**Texto citado**
━━━━━━━━
Não vou descrever a biografia completa de Sílvio Santos, pois foram mais de 60 anos de carreira como apresentador, com uma trajetória bastante dinâmica e rica em fatos e detalhes. Mas podemos dizer alguns fatos interessantes sobre o hoje falecido homem-sorriso. Ele começou como camelô e foi também locutor das barcas de Niterói a Paquetá. Sim, o apresentador símbolo de São Paulo era oriundo do hoje Grande Rio, tendo nascido no então Distrito Federal, o município do Rio de Janeiro, em dezembro de 1930. Neste sentido, até o Brigadeiro Faria Lima era natural da ex-Cidade Maravilhosa, pois o militar que batizou a famosa avenida paulistana, embora tenha feito carreira na capital paulista, nasceu e morreu no Rio de Janeiro.

O primeiro programa de Sílvio Santos foi Vamos Brincar de Forca?, que a Internet durante um bom tempo divulgou os anos errados de lançamento. Algumas fontes diziam 1962, outras 1961, mas depois se descobriu que o programa foi lançado no próprio ano de 1960, o mesmo em que o Rio de Janeiro deixou de ser capital Federal do Brasil e passou a viver do ressentimento que contribui para a sua degradação e violência.

Sílvio era contratado pela TV Paulista, das Organizações Victor Costa, nome de um antigo radialista da Rádio Nacional do Rio de Janeiro que havia falecido em 1959. A empresa estava em crise e, em 1965, negociou sua venda com a emergente TV Globo do Rio de Janeiro, dando origem à atual TV Globo de São Paulo, que realiza uma parte dos programas de rede nacional da Globo. Durante anos, Sílvio Santos foi empregado de Roberto Marinho, no ar no canal 4 da televisão do Grande Rio. Mas, já no fim dos anos 1970, Sílvio já havia ganho a concessão para uma rede, cujas emissoras do Rio de Janeiro e São Paulo deram origem ao SBT, inicialmente chamadas de TV Studios.

Sílvio inegavelmente era um comunicador de primeira, de carisma profundamente indiscutível e bastante divertido com seu senso de humor. Como apresentador, sua inspiração maior foi o lendário apresentador estadunidense Ed Sullivan. Aliás, o próprio Sílvio sempre foi fã da TV dos EUA dos anos 60, 70 e 80, tanto que via muito TV quando morava em Miami. O programa popularesco Geraldo, do apresentador Geraldo Rivera, chegou a ser exibido, dublado, no Brasil.
━━━━━━━━
**Exercício escrito A**
De acordo com o texto sobre Sílvio Santos, qual foi o primeiro programa do apresentador?
**Exercício escrito B**
Prossiga o texto sobre Sílvio Santos a partir do ponto em que ele termina.
As entradas a seguir constituem material independente do texto sobre Sílvio Santos.

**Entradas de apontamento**
━━━━━━━━
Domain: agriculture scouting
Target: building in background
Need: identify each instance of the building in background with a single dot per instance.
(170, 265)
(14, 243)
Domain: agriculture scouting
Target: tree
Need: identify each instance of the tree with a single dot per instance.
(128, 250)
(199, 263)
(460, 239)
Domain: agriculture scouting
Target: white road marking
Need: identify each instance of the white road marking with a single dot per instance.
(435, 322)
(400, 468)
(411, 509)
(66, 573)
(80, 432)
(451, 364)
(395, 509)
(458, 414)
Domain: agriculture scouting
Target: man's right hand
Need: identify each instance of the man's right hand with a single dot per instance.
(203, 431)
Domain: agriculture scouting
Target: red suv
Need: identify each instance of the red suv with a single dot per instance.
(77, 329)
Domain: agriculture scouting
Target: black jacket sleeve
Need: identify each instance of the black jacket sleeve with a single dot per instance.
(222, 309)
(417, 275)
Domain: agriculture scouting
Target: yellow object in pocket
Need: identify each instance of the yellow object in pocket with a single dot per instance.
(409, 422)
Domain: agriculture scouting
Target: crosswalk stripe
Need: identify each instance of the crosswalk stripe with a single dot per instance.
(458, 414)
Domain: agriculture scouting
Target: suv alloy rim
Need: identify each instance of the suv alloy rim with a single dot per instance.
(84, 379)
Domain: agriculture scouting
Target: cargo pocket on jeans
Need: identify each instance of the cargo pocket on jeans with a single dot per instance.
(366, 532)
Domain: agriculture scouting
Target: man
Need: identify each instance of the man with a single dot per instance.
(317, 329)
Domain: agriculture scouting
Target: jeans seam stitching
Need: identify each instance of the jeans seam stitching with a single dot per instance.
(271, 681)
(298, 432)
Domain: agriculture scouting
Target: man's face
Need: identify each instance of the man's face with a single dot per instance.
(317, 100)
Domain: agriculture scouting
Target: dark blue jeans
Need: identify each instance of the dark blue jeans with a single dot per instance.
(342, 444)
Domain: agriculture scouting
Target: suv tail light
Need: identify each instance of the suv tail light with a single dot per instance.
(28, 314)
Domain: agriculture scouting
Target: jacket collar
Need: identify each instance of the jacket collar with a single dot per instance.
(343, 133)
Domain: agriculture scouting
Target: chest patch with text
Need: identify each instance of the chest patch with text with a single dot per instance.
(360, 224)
━━━━━━━━
**Resposta da tarefa A**
Foi Vamos Brincar de Forca?, lançado em 1960.

**Resposta da tarefa B**
Apesar das grandes virtudes de comunicador e do indiscutível senso de humor que cativava, com muita facilidade, o povo brasileiro, Sílvio Santos era também um conservador e, de maneira decisiva, combinado com Roberto Marinho, seu antigo patrão e dono da Rede Globo, ajudou na bregalização cultural que precarizou a cultura popular no Brasil, de maneira terrivelmente danosa, que as ditas ‘’esquerdas’’ não se empenharam em combater porque em sua maioria, fazem parte do esquema em troca de muito dinheiro e vantagens. Tanto que intelectuais mal intencionados foram facilmente adotados pela ‘’mídia de esquerda’’ para fazer proselitismo em prol da música e do culturalismo brega.

A bregalização da TV aberta influiu tanto que o “funk’’ carioca/ostentação nasceu de uma colcha de retalhos do culturalismo degradante que a televisão, sob inspiração de todo o culturalismo brega-popularesco dos tempos da ditadura, formou na população pobre carioca, baiana, etc., de uma maneira específica mas não exclusiva, pois todo o Brasil estava subordinado à bregalização, cada região à sua maneira, no caso da Bahia, com a indústria da axé-music.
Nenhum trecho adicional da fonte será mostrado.